• _READING PASSAGE_:
--

Helloooo Wrapunzel Ladies,

 

Let me start by saying that for me, the decision to cover my hair came suddenly and with a conviction that lasted longer than I expected. It started in November of 2013 when my husband showed me a YouTube tutorial and since then I’ve been covering every single day. The journey I’ve made from then until now was nothing immediate or easy. Though I must admit that while I always had a hidden passion for covering, I had no one to personally teach me how to do it, so the few times I did cover were not the best experiences for me.

 

In the YouTube video, a beautiful young woman was tutoring on how to wrap a scarf. This young woman was so humble and delicate that I was instantly captivated by her beautiful smile. The first video of hers I saw was set to Classical music, one in which she said nothing, but did a step by step demonstration. I was so amazed at how simple she made it look that I ran to my room looked for the few scarves I had collected in a box and started playing with them. I must admit that the first wrap I ever did popped right off! Like a typical beginner, I worried about my wrap staying in place, so I tied it really tight. It kept getting loose and moved around until it finally fell off. 

 

I had no clue that essentials like volumizers and velvet headbands existed until this beautiful girl spoke in another video about tips and tricks.  Later on, I find out her name, Andrea, and she has a blog called Wrapunzel. I literally spent two whole days just watching video tutorials on wraps and looking at pictures on her site. Based on her recommendations, I went onto the Judith de Paris website and purchased my first volumizer and velvet headband… I was starting to make a decision that would affect my everyday life from that point on, and I felt like the happiest woman alive!

 

While waiting for my volumizer and velvet headband, I decided to follow one of the recommendations on a Wrapunzel tutorial—I got one of my husband’s sock, rolled it, and placed it on my bun to create more volume. Then, I selected a really thin and comfy scarf and wrapped it on my head as a base, stuffing the ends inside the back for a little extra bulk.  I then proceeded to place another scarf on top of the “base,” accessorized it, and walla…my first real wrap! 

 

I went to work that day, and that’s when it all began. The first few days were pretty quiet and went by with very few comments, if any. Then, as weeks started to go by, eyebrows were raised and questions began to flow. Being the only person that covers in my place of work, some of my co-workers began to inquire why I was doing it everyday. Co-workers in my immediate circle know why I cover since most of them are Jewish, but others from different departments are still probably asking themselves the question if they’re too shy to just ask me directly.

 

Sometimes, others can really stumble on their words when they address the subject of my covering, but I have learned that being different can be an empowering side effect of following your heart. Before I covered, I felt bland and mediocre. I felt like I could have blended into the walls when in a crowd. There was nothing on the outside of me that reflected the more colorful, vibrant personality inside that Hashem created me to be. Since I started covering, everything about me has changed. Even my wardrobe has changed. Once that beautiful crown goes on my head, everything takes on a different roll than it did before; I’m different, transformed. I understand that you can’t show your entire self in every venue of your life. At the same time, spending hours of your life in an outfit that doesn’t express the person you really are feels terrible. I can’t even explain this transformation, but after it happens I feel beautiful and free. I am my own person, and I absolutely love the woman I’ve discovered I am through wrapping.

--

• _BRIEF A_: Rewrite the passage of the post about hair covering that begins at the words "Let me start" and stops after "experiences for me.", replacing "YouTube tutorial" with "online tutorial".

--

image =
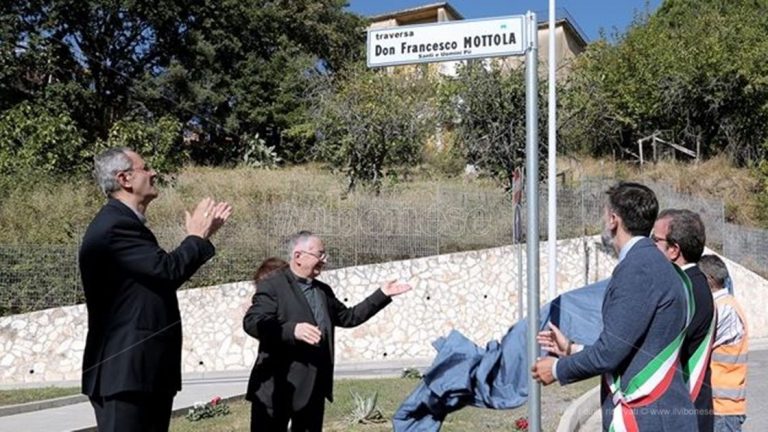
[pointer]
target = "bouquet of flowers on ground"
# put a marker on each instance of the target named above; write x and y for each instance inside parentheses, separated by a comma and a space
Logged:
(203, 410)
(521, 424)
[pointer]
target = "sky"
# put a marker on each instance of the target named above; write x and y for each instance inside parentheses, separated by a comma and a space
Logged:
(590, 15)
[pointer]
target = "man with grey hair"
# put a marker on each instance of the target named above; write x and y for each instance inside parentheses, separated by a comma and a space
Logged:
(132, 358)
(293, 316)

--

• _BRIEF B_: Copy all of the records that follow the post word for word, leaving the pictures out.

• _WORKED ANSWER A_:
Let me start by saying that for me, the decision to cover my hair came suddenly and with a conviction that lasted longer than I expected. It started in November of 2013 when my husband showed me a online tutorial and since then I’ve been covering every single day. The journey I’ve made from then until now was nothing immediate or easy. Though I must admit that while I always had a hidden passion for covering, I had no one to personally teach me how to do it, so the few times I did cover were not the best experiences for me.

• _WORKED ANSWER B_:
image =
[pointer]
target = "bouquet of flowers on ground"
# put a marker on each instance of the target named above; write x and y for each instance inside parentheses, separated by a comma and a space
Logged:
(203, 410)
(521, 424)
[pointer]
target = "sky"
# put a marker on each instance of the target named above; write x and y for each instance inside parentheses, separated by a comma and a space
Logged:
(590, 15)
[pointer]
target = "man with grey hair"
# put a marker on each instance of the target named above; write x and y for each instance inside parentheses, separated by a comma and a space
Logged:
(132, 358)
(293, 316)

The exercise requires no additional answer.